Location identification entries
[BEGIN]

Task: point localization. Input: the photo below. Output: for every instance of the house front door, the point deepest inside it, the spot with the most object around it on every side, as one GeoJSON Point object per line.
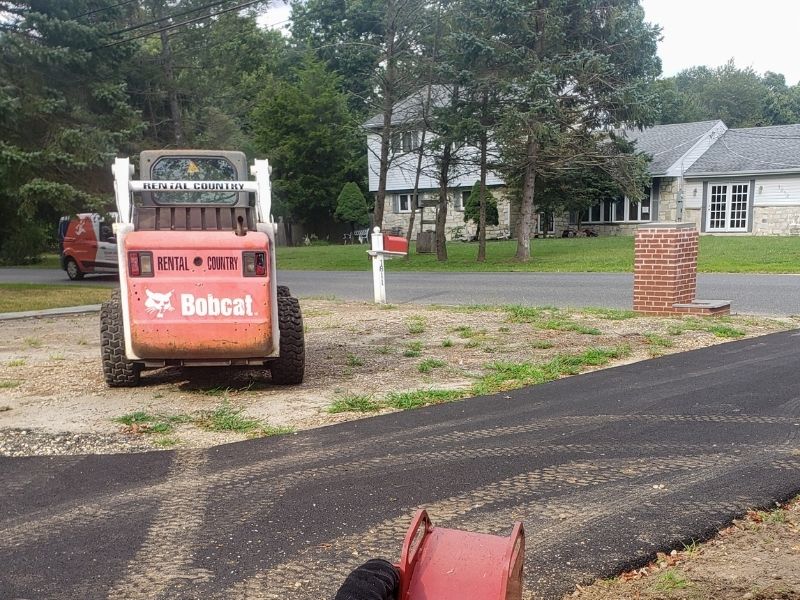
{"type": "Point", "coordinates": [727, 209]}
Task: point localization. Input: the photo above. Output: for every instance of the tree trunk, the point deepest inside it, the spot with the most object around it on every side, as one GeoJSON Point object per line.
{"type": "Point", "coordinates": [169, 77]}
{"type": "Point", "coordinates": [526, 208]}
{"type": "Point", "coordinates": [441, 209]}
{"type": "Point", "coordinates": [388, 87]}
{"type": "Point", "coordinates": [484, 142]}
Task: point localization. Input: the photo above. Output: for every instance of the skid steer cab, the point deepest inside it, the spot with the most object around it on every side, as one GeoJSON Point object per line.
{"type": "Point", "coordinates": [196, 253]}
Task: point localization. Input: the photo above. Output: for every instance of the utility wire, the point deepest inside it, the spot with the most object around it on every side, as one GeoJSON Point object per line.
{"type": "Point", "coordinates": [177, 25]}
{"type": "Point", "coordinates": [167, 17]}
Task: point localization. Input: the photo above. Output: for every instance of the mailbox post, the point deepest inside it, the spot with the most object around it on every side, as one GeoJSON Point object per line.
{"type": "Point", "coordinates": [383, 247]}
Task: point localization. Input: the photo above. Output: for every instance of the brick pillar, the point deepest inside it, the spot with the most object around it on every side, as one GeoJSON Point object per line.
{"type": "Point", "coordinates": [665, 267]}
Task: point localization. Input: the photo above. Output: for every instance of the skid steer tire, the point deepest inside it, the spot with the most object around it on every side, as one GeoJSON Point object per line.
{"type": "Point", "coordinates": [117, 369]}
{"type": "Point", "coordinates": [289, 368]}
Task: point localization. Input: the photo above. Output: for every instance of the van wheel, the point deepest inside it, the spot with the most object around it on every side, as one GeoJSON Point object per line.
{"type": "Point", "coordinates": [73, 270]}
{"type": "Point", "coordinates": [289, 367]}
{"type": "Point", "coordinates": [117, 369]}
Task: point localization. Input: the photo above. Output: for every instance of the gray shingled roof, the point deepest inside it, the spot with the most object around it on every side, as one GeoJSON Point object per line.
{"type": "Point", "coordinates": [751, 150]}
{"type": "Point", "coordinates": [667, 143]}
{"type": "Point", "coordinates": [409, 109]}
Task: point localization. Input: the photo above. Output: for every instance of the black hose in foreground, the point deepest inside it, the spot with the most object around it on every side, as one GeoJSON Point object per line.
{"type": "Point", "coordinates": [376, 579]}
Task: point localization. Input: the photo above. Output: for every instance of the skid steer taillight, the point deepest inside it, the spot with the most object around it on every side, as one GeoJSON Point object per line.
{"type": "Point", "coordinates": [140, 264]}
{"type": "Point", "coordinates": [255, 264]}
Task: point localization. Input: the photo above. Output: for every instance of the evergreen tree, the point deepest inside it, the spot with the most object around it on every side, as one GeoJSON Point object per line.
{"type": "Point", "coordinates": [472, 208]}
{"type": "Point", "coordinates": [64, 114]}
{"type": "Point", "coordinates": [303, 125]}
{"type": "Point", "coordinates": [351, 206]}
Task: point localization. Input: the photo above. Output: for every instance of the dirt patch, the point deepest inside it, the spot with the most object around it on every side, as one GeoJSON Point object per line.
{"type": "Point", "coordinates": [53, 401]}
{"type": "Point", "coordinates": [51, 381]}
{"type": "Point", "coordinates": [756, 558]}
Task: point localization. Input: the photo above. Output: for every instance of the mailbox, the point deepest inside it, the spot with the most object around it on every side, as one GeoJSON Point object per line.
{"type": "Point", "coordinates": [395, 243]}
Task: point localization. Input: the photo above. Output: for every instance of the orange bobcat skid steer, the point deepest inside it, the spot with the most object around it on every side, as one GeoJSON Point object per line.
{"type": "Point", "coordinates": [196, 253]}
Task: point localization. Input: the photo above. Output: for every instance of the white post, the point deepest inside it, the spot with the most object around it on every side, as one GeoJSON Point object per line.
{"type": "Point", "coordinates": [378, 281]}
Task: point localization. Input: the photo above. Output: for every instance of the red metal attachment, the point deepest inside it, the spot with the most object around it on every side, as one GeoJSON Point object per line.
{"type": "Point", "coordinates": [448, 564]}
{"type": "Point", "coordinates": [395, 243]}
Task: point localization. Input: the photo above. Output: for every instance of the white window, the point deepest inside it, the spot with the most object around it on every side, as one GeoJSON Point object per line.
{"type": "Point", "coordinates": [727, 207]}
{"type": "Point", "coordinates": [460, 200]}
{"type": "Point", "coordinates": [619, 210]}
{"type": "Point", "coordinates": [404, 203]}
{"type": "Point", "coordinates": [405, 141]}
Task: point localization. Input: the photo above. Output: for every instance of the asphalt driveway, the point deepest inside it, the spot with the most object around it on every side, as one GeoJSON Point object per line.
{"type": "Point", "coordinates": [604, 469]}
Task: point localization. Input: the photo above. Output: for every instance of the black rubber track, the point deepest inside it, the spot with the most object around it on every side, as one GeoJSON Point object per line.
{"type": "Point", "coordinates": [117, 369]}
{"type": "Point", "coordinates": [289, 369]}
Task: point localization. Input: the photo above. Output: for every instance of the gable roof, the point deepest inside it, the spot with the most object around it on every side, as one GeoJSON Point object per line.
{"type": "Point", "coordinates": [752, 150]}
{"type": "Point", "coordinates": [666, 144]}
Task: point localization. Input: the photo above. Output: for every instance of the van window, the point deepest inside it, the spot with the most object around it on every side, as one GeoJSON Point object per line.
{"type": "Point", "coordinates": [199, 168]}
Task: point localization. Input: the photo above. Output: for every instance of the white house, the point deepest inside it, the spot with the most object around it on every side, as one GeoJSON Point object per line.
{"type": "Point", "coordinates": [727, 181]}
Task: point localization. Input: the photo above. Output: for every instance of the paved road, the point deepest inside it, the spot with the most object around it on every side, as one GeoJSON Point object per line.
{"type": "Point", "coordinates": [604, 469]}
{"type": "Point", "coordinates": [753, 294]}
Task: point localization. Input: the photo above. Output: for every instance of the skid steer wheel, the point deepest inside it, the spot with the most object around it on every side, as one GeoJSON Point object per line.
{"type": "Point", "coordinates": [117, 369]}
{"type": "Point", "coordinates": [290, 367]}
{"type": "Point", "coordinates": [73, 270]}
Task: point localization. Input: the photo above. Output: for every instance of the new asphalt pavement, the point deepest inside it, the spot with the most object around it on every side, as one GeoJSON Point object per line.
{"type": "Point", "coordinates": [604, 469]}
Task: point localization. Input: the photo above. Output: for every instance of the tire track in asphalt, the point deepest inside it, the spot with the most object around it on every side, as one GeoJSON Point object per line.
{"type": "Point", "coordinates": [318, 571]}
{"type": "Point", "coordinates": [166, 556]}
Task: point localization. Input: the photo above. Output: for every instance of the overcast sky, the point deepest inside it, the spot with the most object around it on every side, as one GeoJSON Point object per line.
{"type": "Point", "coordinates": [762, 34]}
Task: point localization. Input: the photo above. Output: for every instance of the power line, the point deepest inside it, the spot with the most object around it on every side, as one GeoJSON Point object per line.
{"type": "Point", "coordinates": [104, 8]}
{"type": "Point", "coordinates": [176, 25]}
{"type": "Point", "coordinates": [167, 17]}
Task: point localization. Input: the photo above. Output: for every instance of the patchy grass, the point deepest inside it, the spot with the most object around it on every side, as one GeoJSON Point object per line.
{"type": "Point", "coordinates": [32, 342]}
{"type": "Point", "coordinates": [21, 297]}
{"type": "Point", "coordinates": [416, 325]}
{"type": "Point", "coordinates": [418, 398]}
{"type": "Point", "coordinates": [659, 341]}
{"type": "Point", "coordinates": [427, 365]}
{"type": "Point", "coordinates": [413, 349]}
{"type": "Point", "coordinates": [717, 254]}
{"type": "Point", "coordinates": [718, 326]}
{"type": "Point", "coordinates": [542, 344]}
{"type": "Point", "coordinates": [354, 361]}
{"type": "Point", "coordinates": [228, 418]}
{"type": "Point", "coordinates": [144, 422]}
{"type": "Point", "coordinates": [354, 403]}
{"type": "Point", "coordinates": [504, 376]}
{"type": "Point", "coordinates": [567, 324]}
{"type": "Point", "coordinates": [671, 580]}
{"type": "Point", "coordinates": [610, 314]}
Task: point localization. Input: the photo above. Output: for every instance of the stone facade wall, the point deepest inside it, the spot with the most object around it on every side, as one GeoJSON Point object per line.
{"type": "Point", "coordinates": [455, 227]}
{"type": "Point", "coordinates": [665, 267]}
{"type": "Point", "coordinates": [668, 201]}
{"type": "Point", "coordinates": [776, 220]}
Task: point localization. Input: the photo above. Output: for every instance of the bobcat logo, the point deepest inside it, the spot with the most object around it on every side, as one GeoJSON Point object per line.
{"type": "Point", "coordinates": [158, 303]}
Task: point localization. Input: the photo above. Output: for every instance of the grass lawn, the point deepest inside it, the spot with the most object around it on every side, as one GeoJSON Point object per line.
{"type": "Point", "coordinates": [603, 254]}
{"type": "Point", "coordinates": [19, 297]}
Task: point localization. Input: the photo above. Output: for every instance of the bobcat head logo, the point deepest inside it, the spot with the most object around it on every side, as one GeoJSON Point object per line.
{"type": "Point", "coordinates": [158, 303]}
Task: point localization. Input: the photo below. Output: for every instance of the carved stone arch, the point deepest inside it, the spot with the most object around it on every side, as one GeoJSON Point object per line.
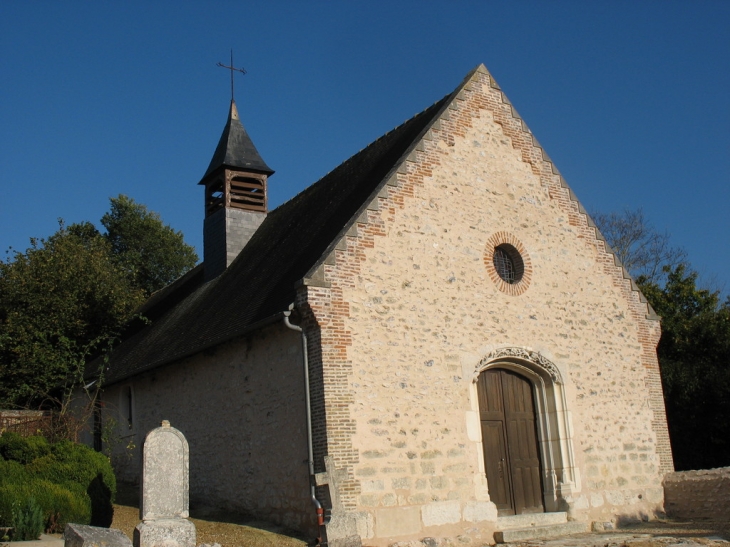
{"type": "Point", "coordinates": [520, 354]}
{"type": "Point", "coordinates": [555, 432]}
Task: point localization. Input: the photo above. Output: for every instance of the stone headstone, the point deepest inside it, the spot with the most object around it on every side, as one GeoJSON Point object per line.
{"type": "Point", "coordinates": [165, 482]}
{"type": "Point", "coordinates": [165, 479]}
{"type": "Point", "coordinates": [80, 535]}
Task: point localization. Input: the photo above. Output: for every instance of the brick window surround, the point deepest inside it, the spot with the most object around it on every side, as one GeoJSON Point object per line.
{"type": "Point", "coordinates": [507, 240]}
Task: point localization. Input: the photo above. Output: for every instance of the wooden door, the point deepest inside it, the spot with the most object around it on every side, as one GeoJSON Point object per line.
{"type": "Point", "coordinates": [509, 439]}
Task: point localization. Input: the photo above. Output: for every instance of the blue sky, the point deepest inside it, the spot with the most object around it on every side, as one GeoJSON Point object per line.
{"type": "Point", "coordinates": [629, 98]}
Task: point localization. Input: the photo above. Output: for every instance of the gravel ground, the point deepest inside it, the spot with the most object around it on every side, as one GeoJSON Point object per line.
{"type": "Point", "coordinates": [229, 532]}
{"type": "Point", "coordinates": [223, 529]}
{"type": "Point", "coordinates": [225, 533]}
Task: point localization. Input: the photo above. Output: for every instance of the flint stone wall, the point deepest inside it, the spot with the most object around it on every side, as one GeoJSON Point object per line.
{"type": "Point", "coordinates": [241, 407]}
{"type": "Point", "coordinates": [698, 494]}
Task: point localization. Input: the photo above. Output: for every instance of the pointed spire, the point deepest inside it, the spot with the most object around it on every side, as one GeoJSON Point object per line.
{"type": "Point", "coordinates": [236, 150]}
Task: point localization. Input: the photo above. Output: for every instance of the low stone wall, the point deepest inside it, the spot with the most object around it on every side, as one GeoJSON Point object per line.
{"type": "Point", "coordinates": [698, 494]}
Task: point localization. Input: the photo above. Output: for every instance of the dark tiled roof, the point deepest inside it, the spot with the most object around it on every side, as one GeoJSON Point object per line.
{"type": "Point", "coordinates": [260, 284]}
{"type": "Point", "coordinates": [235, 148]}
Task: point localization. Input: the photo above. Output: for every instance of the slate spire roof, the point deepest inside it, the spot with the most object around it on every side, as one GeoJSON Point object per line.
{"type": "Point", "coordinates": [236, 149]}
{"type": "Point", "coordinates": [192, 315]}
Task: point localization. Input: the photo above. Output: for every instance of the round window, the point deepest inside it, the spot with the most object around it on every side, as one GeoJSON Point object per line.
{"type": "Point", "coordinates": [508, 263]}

[END]

Repeat, character for character, the lines from the one that holds "of the slate" to the final line of the material, inclusive, and no other lines.

**Written solution**
Task: point localization. Input: the photo above. Output: for every instance of the slate spire roof, the point deepest inside it, the spot with the most object around it on every side, as one GeoJSON Point object per line.
{"type": "Point", "coordinates": [236, 149]}
{"type": "Point", "coordinates": [192, 315]}
Task: point localization. Input: the photo above. Output: for every instance of the round window, the point deepest inside it, the spot with the most object around it on every side, as one GeoJSON Point object per line.
{"type": "Point", "coordinates": [508, 263]}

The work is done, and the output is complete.